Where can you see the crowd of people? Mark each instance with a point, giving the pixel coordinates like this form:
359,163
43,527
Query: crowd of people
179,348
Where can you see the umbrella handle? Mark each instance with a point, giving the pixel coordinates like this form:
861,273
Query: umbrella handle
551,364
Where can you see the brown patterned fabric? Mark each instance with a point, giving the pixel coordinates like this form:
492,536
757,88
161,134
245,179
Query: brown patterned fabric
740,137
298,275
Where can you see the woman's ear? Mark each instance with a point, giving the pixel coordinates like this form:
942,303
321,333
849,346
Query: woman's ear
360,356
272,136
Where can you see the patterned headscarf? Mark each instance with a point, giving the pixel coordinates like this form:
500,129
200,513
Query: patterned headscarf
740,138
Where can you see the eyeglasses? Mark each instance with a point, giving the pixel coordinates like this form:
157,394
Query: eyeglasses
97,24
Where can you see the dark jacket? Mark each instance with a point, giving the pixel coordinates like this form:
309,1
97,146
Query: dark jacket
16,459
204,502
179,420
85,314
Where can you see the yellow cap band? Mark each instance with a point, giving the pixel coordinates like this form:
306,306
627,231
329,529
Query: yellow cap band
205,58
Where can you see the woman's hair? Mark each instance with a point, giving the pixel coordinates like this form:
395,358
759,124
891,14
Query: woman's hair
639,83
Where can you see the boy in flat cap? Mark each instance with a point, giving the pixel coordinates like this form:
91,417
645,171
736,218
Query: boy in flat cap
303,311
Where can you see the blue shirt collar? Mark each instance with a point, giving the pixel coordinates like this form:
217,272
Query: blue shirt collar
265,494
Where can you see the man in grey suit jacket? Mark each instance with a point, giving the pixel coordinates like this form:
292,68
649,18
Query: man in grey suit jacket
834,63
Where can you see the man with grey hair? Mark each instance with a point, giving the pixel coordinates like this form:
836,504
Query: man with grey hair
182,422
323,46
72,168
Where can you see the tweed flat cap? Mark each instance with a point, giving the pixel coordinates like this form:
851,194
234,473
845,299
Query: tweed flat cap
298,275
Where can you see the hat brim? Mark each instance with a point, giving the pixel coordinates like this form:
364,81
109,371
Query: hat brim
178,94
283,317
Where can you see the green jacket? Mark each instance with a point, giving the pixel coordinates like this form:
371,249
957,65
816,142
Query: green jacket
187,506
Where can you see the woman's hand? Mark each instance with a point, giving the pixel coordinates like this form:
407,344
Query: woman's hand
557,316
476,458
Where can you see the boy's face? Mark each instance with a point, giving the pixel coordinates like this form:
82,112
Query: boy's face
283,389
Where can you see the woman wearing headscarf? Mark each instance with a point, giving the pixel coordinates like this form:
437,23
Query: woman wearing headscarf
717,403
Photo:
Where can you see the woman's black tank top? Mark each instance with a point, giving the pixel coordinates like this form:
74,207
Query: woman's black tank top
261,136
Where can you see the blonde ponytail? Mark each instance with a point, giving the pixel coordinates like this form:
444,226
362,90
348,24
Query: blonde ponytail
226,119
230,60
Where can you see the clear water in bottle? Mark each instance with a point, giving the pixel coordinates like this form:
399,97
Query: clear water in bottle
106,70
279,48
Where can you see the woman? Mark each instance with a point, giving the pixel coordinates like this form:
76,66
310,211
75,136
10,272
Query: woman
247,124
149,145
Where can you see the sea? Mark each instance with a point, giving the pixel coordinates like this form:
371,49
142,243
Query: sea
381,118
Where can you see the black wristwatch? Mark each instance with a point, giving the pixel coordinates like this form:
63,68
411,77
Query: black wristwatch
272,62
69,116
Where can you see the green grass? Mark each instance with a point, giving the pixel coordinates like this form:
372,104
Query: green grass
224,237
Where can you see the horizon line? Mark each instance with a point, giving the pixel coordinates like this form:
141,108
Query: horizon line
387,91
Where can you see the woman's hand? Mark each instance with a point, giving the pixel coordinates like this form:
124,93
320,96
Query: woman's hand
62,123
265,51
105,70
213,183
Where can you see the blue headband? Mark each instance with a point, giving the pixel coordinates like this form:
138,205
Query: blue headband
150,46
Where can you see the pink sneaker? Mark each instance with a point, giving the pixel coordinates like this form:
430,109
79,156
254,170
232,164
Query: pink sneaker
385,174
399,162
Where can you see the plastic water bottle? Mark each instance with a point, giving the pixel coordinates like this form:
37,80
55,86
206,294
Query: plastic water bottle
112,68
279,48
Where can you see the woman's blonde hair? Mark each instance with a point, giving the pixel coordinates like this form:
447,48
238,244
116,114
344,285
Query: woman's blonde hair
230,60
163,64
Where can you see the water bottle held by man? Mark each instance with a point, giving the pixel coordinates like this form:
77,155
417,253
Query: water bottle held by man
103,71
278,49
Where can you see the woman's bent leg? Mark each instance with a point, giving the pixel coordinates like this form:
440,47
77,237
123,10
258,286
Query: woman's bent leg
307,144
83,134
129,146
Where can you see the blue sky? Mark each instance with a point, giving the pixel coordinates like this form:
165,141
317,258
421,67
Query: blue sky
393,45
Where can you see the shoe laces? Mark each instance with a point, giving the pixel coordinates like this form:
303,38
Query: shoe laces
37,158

------------

Write every entry out again exactly.

Where can you see the crowd of people? Mark each instance with a point, giving the pixel coordinates like this form:
359,163
43,527
Query: crowd of people
179,348
Where can you see the umbrella handle? Mark each instance with a point, giving the pixel coordinates like this form:
861,273
Query: umbrella handle
551,364
Where can you see the brown patterned fabric? Mark each instance with a point, giving the pixel coordinates like this form:
492,536
757,88
161,134
245,179
Query: brown patterned fabric
740,137
298,275
Where can you see the woman's ear? Mark each instance with a point, giving the pixel coordinates like this form:
942,303
321,333
849,346
Query: woman's ear
360,356
272,136
Where can you see the patterned headscarf? Mark each instance with a point, giving the pixel coordinates like this form:
500,129
200,513
Query: patterned headscarf
740,138
Where can you see the eyeglasses? Mark each instance with a point, giving the pixel coordinates like this form:
157,394
Query: eyeglasses
97,24
Where can you see the dark jacket? Mark each instance with a point, giving the pixel coordinates like this form:
309,1
97,146
Query: dark jacket
16,459
204,502
179,420
85,314
Where can you see the yellow cap band? Mark each instance with a point, giving the pixel coordinates like this form:
306,306
627,231
329,529
Query: yellow cap band
205,58
Where can you see the woman's hair? Mark each instance with a point, giving the pixel coordinates like this form:
395,358
759,124
891,14
Query: woman's hair
639,83
Where can you see the boy in flat cap? Mark each instance with a point, giving the pixel coordinates like this form:
91,417
645,171
736,218
Query: boy in flat cap
303,311
Where can you see the blue shirt collar? Mark each instance with a point, giving the pixel coordinates like this form:
217,272
Query: blue shirt collar
265,494
Where can you see the man in grey suit jacket? Mark each instance with a point, giving the pixel coordinates like this form:
292,68
649,18
Query: man in grey suit jacket
834,63
Where can you see the man with grey hair? Mark each instance with a point, giving the pixel coordinates like this form:
836,504
Query: man with grey hair
182,422
323,46
72,168
Where can you see the tweed flat cap? Mark each instance with a point, giving the pixel coordinates like this form:
851,194
234,473
845,299
Query: tweed flat cap
298,275
Where can you see the hat brim? Mark each instance with a point, giving the pixel coordinates like this form:
364,81
109,371
Query: hat brim
178,94
283,317
Where can you see the green jacket? Mark each instance with a point, giving the pixel coordinates like this form:
371,249
957,65
816,142
Query: green jacket
187,506
Where can you see the woman's hand? Mark each instance with a point, giving the pixel coordinates like this form:
407,344
Query: woman's hand
557,316
476,458
Where can you see the boy's face? Mark each instance with a point, giving the pixel coordinates like this form:
82,112
Query: boy's face
283,389
Where can you see the woman wearing headscarf? Mark each instance with a point, giving the pixel coordinates like this form:
437,23
Query: woman wearing headscarf
717,403
Photo:
Where can you see the woman's black tank top? Mark each instance with a point, giving the pixel coordinates like this form:
74,207
Query: woman's black tank top
261,136
Where can you see the blonde ponytail? Mark each instance with a point, giving the pixel coordinates like this form:
444,226
362,90
348,24
Query: blonde ponytail
226,119
230,60
Where can you see the clear water in bottle? Mark each instance with a point, giving the pixel coordinates like this form:
399,97
Query: clear water in bottle
106,70
279,48
Where can you see the woman? Mark each instance with a point, giving the pixel coordinates like this form:
76,66
310,211
75,136
10,272
Query: woman
247,124
149,145
Where can you see the sea? Mark each instance with a point, giving the pixel coordinates like this form:
371,49
142,243
Query: sea
381,118
Where can you see the black wristwatch? Mark each instance with a point, giving the pixel coordinates like this form:
63,68
411,77
Query: black wristwatch
272,62
69,116
Where can you see the green grass? Mark each instance with a point, giving the pixel coordinates like this form:
372,104
Query: green grass
224,237
Where can you see the horizon line? Mark each instance with a point, giving the pixel coordinates like this form:
141,108
Query: horizon line
387,91
Where can you see the woman's hand? Mark each instance with a point, giving the pixel coordinates like this form:
124,93
320,96
Query: woman's hand
62,123
265,51
105,70
213,183
Where can you see the blue headband? Mark each instance with a point, giving the pixel coordinates like this form:
138,205
Query: blue headband
150,46
Where can you see the pink sneaker? Mark each instance with a point, giving the pixel coordinates like this form:
430,109
79,156
254,170
232,164
Query: pink sneaker
385,174
399,162
Where can you see the plastic water bottle? Mark each instance with a point, giving the pixel coordinates like this form:
37,80
55,86
206,294
Query: plastic water bottle
112,68
279,48
Where can you see the woman's blonde hair? Mark each instance with a point, giving the pixel coordinates like this form:
447,48
238,244
116,114
344,285
Query: woman's blonde hair
230,60
163,64
Where can you see the water bottle held by man? Mark each instance with a point, giving the pixel coordinates like this form:
77,155
417,253
Query: water bottle held by man
103,71
278,49
Where can you see the woman's bent leg? Mark each instance with a point, giving the pixel coordinates like this form:
440,47
77,237
123,10
258,286
Query: woman's bent leg
307,144
83,134
129,146
Where can you see the blue sky? Mark each instance with a point, giving the pixel coordinates like this form:
165,141
317,258
421,67
Query: blue sky
393,45
Where can you see the shoe laces? Mark each instance with a point, giving the pixel coordinates like this form:
303,38
Query: shoe laces
37,158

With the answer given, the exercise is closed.